TASK ITEM: In the records below, find the line containing "of the dancer"; restate it and every later line word for word, through the last.

DATA RECORDS:
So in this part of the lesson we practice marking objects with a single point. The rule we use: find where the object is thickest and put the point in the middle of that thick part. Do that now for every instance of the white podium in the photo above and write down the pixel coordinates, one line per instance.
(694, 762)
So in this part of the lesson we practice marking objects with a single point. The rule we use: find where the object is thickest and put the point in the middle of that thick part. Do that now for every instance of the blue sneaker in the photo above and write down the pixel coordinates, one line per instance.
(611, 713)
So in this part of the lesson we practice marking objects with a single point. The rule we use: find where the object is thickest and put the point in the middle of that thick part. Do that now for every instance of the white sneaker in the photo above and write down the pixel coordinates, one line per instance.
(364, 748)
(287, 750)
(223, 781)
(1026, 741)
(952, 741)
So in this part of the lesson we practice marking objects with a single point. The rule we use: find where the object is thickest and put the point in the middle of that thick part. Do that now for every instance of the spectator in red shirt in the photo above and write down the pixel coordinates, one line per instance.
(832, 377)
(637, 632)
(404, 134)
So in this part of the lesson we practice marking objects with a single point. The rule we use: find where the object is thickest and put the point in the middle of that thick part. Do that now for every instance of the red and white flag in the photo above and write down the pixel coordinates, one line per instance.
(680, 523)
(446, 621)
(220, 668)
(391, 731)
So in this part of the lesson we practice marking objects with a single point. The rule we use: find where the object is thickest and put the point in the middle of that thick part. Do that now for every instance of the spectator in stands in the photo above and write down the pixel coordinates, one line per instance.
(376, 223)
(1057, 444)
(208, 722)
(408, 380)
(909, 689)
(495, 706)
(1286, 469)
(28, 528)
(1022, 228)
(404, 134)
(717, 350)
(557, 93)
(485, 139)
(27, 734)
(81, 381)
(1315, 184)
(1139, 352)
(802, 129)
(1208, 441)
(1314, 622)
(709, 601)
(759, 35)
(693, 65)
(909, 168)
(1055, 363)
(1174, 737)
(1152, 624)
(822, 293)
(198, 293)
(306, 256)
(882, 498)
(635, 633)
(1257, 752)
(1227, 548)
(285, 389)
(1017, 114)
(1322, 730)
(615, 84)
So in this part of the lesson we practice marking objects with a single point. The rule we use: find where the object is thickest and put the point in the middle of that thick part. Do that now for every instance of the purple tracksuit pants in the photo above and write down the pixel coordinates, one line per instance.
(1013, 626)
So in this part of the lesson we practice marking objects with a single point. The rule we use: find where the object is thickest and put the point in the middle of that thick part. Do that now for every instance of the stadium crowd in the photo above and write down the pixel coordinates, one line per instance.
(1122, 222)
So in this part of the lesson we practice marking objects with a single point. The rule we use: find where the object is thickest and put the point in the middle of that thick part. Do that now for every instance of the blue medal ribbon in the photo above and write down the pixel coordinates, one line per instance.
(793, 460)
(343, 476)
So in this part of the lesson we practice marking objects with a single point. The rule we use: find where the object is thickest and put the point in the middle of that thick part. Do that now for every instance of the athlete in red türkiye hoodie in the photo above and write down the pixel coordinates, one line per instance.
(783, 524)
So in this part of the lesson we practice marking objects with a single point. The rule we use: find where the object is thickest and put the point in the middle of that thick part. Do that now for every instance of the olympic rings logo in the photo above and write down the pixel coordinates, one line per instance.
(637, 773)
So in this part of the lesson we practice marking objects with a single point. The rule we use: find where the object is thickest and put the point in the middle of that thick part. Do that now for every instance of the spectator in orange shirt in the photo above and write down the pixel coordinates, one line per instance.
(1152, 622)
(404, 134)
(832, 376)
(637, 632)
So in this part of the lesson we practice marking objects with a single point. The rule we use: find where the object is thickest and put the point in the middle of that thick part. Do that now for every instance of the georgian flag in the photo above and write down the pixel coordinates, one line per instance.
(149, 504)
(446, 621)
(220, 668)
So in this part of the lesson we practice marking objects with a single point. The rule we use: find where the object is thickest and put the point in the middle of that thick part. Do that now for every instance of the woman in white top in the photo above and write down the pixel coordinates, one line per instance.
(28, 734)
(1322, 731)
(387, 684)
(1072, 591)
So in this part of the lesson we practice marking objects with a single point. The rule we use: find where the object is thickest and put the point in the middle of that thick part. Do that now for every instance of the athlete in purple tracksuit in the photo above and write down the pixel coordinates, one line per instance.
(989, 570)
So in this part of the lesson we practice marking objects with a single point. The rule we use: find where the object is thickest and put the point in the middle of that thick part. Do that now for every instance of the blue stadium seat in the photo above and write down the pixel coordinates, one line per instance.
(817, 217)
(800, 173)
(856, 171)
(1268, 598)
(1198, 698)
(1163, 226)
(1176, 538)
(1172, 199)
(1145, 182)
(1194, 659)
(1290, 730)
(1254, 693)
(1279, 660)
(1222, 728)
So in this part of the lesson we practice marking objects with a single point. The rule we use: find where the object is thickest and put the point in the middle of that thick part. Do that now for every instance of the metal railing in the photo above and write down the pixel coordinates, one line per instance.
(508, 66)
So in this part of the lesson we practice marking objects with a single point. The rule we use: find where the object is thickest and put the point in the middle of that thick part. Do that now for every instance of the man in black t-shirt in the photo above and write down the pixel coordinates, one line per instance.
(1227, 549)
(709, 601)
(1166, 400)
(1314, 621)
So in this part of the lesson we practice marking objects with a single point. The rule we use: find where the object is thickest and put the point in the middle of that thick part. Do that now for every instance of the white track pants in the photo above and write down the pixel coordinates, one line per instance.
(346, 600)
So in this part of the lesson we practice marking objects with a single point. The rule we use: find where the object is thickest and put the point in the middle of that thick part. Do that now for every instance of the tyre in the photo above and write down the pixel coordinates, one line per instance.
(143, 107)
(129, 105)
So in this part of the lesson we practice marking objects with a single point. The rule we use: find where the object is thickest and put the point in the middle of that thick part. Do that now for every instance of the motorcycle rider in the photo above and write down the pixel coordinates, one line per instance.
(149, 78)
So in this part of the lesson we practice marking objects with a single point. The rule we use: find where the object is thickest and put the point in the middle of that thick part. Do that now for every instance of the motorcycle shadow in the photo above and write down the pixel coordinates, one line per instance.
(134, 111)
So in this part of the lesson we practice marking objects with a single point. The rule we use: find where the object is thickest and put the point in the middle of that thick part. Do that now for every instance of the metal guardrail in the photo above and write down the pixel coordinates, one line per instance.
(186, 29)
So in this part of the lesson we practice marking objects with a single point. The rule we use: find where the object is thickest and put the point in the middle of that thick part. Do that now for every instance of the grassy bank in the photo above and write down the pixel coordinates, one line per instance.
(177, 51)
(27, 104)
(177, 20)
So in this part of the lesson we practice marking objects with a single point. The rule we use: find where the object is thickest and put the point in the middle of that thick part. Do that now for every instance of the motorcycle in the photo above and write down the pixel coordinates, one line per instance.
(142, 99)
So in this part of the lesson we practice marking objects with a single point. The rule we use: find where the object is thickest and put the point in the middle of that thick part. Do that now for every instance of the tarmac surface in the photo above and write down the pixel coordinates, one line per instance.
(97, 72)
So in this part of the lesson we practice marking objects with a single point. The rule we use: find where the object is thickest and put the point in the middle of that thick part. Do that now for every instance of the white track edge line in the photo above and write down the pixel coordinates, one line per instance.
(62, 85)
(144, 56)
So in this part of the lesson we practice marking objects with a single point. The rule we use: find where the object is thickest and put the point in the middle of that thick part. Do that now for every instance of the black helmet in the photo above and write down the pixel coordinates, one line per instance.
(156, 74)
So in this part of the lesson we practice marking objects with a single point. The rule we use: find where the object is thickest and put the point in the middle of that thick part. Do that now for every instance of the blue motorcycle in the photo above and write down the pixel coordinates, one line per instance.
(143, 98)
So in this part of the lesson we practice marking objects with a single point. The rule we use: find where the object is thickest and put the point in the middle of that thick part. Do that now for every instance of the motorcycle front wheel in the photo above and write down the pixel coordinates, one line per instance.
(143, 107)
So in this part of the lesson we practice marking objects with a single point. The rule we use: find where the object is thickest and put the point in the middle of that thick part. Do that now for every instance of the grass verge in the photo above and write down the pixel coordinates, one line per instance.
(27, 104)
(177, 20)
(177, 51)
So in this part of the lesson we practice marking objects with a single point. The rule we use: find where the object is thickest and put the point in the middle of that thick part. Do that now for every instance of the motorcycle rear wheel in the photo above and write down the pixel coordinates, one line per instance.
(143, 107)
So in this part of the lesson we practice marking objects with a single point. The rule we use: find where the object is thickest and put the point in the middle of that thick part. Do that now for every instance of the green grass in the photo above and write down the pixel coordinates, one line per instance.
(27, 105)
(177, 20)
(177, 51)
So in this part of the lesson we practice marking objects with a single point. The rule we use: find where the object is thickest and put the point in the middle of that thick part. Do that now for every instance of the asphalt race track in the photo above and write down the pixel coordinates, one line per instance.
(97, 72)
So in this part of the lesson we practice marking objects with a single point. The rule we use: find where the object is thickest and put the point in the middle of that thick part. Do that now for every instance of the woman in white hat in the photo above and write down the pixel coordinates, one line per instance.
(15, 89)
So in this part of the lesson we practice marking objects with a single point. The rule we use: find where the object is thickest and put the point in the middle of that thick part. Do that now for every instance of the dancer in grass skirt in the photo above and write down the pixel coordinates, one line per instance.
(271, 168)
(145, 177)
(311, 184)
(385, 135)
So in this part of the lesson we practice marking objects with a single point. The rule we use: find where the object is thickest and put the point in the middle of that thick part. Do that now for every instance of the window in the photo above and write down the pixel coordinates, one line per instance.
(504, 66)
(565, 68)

ANSWER BOX:
So in this part of the lesson we practice marking objects with a single point. The rule we use: find where the object is thickest and put the point in the middle of that thick part. Do that now for every instance of the dancer in grass skirt in the photo above and write down the pixel coordinates, one line per instance.
(271, 168)
(145, 177)
(311, 184)
(385, 135)
So in this part of the lesson we practice marking objects with a single point. The rule we use: find where the object is thickest and put the point in the middle of that thick part. Do that now for every instance of the window in the photo above and write down the pixel coordinates, one line per instance.
(504, 66)
(565, 68)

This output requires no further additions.